Exercise directions |
Rewrite every item below as a numbered list of its lines, leaving out any blank lines.

Data to use |
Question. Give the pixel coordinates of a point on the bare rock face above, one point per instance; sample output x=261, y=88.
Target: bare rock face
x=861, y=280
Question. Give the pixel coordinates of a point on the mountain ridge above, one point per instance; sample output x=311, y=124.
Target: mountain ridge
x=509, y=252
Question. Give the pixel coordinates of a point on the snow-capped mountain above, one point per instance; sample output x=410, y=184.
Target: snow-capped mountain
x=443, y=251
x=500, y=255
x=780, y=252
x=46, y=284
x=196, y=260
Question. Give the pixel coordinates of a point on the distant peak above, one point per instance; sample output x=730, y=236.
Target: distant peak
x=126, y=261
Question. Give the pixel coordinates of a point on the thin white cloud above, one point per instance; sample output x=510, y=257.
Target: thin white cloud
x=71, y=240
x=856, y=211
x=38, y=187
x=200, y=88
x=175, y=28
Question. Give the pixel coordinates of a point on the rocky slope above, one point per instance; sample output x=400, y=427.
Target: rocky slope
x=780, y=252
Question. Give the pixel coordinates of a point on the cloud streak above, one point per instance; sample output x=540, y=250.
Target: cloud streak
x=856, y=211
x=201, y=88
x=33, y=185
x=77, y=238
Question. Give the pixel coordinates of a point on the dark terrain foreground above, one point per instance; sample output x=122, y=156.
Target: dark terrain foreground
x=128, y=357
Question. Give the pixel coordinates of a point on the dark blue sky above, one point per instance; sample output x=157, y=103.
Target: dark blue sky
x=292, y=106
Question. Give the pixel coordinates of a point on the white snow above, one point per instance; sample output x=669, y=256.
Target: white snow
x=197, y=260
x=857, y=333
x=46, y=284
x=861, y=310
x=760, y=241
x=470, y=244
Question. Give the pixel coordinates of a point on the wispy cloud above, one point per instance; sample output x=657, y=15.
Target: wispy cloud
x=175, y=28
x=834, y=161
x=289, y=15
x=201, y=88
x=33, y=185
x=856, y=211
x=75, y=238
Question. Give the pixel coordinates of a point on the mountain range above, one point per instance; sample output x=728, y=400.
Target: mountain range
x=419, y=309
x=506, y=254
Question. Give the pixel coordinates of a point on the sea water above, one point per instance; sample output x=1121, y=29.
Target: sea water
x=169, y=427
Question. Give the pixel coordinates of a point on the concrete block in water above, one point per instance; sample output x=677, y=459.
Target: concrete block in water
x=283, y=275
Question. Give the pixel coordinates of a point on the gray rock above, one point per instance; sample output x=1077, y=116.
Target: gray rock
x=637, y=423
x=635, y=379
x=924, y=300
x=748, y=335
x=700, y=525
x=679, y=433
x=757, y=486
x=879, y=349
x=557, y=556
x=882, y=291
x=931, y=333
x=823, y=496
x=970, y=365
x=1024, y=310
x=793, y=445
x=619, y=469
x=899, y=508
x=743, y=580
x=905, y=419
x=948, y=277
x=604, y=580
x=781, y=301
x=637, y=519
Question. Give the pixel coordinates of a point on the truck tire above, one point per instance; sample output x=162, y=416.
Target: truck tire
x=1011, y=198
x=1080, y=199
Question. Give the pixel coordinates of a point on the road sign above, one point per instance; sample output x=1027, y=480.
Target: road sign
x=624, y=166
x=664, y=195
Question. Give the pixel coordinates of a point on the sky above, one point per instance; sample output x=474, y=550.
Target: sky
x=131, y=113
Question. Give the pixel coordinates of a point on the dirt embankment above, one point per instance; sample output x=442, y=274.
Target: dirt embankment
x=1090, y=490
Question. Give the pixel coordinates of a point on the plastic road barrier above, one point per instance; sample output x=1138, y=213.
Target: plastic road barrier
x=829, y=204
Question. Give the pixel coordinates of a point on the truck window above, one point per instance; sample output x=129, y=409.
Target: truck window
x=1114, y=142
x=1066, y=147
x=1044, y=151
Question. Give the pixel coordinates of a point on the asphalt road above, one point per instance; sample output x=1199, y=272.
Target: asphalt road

Complete answer |
1. Question. Give the pixel coordinates of a point on the bare rock face above, one point per instance; sample output x=261, y=88.
2. Target: bare rock face
3. x=861, y=280
4. Question. Give the pixel coordinates of a point on the mountain ridge above, one point per instance; sample output x=311, y=124.
5. Target: mountain ridge
6. x=509, y=252
7. Question. Give the pixel coordinates of a point on the snow-capped mountain above, one point per instance; sample output x=410, y=184.
8. Target: snow-capped mountain
9. x=443, y=251
10. x=500, y=255
11. x=780, y=252
12. x=46, y=284
13. x=196, y=260
14. Question. Give the pixel coordinates of a point on the distant peak above, one point per instance; sample output x=730, y=236.
15. Target: distant peak
16. x=126, y=261
17. Question. Give the pixel coordinates of a point on the thin white cloud above, one point per instance; sample output x=510, y=257.
18. Target: thin white cloud
19. x=71, y=240
20. x=856, y=211
21. x=38, y=187
22. x=200, y=88
23. x=175, y=28
24. Question. Give the pixel coordinates of a point on the rocky slope above, one point per instance; sample output x=400, y=427.
25. Target: rocky slope
26. x=780, y=252
27. Question. Give the pixel coordinates of a point on the cloud streak above, one point per instance; sample output x=540, y=250.
28. Target: cloud streak
29. x=856, y=211
30. x=201, y=88
31. x=33, y=185
32. x=77, y=238
33. Question. Give the pixel coordinates of a point on the dark terrain foreground above, one point per instance; sample output x=122, y=156.
34. Target: dark terrain foreground
35. x=128, y=357
36. Question. Give the pixel coordinates of a point on the dark blue sky above, one point per instance; sample output x=157, y=103.
37. Target: dark blue sky
38. x=292, y=106
39. Question. Give the pixel coordinates of a point on the white snow above, one point per instance; sample output x=669, y=256.
40. Target: white snow
41. x=197, y=260
42. x=857, y=333
43. x=46, y=284
44. x=861, y=310
45. x=760, y=241
46. x=470, y=244
47. Question. Give the pixel coordinates of a point on the wispy cloud above, one point per instance; sample output x=657, y=15.
48. Target: wispy cloud
49. x=175, y=28
50. x=834, y=161
51. x=289, y=15
52. x=201, y=88
53. x=33, y=185
54. x=856, y=211
55. x=75, y=238
56. Question. Give the pixel coordinates of a point on the mountain range above, one point per instance; sample output x=728, y=400.
57. Target: mountain range
58. x=419, y=309
59. x=506, y=254
60. Question. Give the pixel coordinates of a point on the sea water above, one point per instance; sample output x=1121, y=29.
61. Target: sea water
62. x=169, y=427
63. Question. Give the pixel coordinates of a point on the concrete block in water above, one point per instance; sample output x=677, y=459.
64. Target: concrete block in water
65. x=283, y=275
66. Question. Give the pixel coordinates of a point on the gray rock above, one point per instance; sample output x=1077, y=116.
67. Target: gray rock
68. x=637, y=423
69. x=635, y=379
70. x=924, y=300
71. x=748, y=335
72. x=700, y=525
73. x=679, y=433
74. x=757, y=486
75. x=879, y=349
76. x=557, y=556
77. x=882, y=291
78. x=931, y=333
79. x=823, y=496
80. x=970, y=365
81. x=1024, y=310
82. x=793, y=445
83. x=619, y=469
84. x=899, y=508
85. x=743, y=580
86. x=905, y=419
87. x=948, y=277
88. x=604, y=580
89. x=781, y=301
90. x=637, y=519
91. Question. Give the pixel coordinates of a point on the truck tire above, one point per instance; sample output x=162, y=416.
92. Target: truck tire
93. x=1011, y=198
94. x=1080, y=199
95. Question. Give the pixel coordinates of a point on the road sign above, one point per instance; sample output x=1027, y=480.
96. Target: road sign
97. x=624, y=166
98. x=664, y=195
99. Question. Give the pixel coordinates of a point on the sky above, one point per instance; sample output x=474, y=550.
100. Target: sky
101. x=131, y=113
102. Question. Give the pixel coordinates of a point on the dirt embankment above, one point per instance; sample output x=442, y=274.
103. Target: dirt embankment
104. x=1090, y=490
105. Question. Give the pixel coordinates of a point on the plastic road barrier above, one point per instance; sample output x=1138, y=213.
106. Target: plastic road barrier
107. x=829, y=204
108. Question. Give the pixel coordinates of a point on the truck window above, one point per instance; sample output x=129, y=409.
109. Target: truck window
110. x=1114, y=142
111. x=1066, y=147
112. x=1044, y=151
113. Question. Give the pixel coordinates of a point on the asphalt road above, one point per instance; sample output x=1199, y=272.
114. Target: asphalt road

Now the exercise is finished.